=== Zitierter Text ===

Die Wochenkleidung der Frau war das gedruckte Kleid. Als Kopfbedeckung diente das Kopftuch; im Sommer aus hellem Kattun und im Winter aus dunklerem Wollstoff. Wurde in der Woche ein Gang in die Stadt unternommen, trat an Stelle des gedruckten das gestreifte, seltener das karierte Siamosenkleid. Im Hause zierten sich die Frauen mit dem weißen Häuptchen und bei den jungen Damen war in der Mitte des vorigen Jahrhunderts [= 19. Jh.] ein Eisenrähmchen beliebt, das mit Bändern geschmückt, das Haar zusammenhielt.

Ging man zu Festlichkeiten, trat das schwarze Kasemirkleid und bei wohlhabenderen Leuten das Seidenkleid in seine Rechte. In der bekannten Prinzeßkleidart angefertigt, hatte es, am Halsbort die weiße Rüsche als Verzierung, die jedesmal, wenn das Kleid getragen, mit einem Eisen in Wellen gebrannt wurde.

===

**Deine Aufgaben:**
1) Gib den Text über die Frauenkleidung von „Die Wochenkleidung der“ bis „Wellen gebrannt wurde.“ wortgetreu wieder.
2) Beantworte zum Text über die Frauenkleidung:
(a) Aus welchem Stoff war das Kopftuch im Winter?
(b) Welches Kleid trat bei einem Gang in die Stadt an die Stelle des gedruckten?
(c) Womit wurde die weiße Rüsche am Halsbort in Wellen gebrannt?
3) Schreibe den Text über die Frauenkleidung im Anschluss an seinen letzten Satz weiter.

=== Datenauszug ===

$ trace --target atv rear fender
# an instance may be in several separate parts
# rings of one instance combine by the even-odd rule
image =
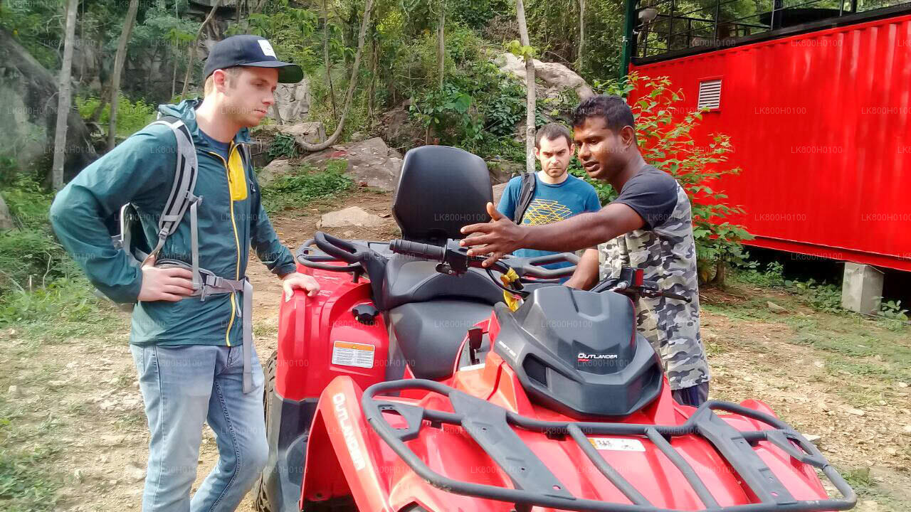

===

**Erwartete Ergebnisse:**
1)
Die Wochenkleidung der Frau war das gedruckte Kleid. Als Kopfbedeckung diente das Kopftuch; im Sommer aus hellem Kattun und im Winter aus dunklerem Wollstoff. Wurde in der Woche ein Gang in die Stadt unternommen, trat an Stelle des gedruckten das gestreifte, seltener das karierte Siamosenkleid. Im Hause zierten sich die Frauen mit dem weißen Häuptchen und bei den jungen Damen war in der Mitte des vorigen Jahrhunderts [= 19. Jh.] ein Eisenrähmchen beliebt, das mit Bändern geschmückt, das Haar zusammenhielt.

Ging man zu Festlichkeiten, trat das schwarze Kasemirkleid und bei wohlhabenderen Leuten das Seidenkleid in seine Rechte. In der bekannten Prinzeßkleidart angefertigt, hatte es, am Halsbort die weiße Rüsche als Verzierung, die jedesmal, wenn das Kleid getragen, mit einem Eisen in Wellen gebrannt wurde.

2)
(a) Aus dunklerem Wollstoff.
(b) Das gestreifte, seltener das karierte Siamosenkleid.
(c) Mit einem Eisen.

3)
Eine Eigenart, die jedem Fremden auffiel, war die Lieferfrau, die man in unserer Zeit noch vereinzelt in der Stadt sieht. Aus den Wupperbergen bringt sie die fertige Ware. Einen weißen runden Korb (Mange), der die Ware enthält, trägt sie auf einem gepolsterten Tuchringe auf dem Kopfe. Der Ring, mit Blumen und Perlen bestickt, gilt zugleich als Zierstück und stets ist er eigene Arbeit der Trägerin. Die Lieferfrau mit dem Kopfring, der Schleifer mit dem Jagd- oder Liefersack und der Schwertarbeiter mit dem Schwertkorb, sind für das Solinger Industriegebiet typische Figuren.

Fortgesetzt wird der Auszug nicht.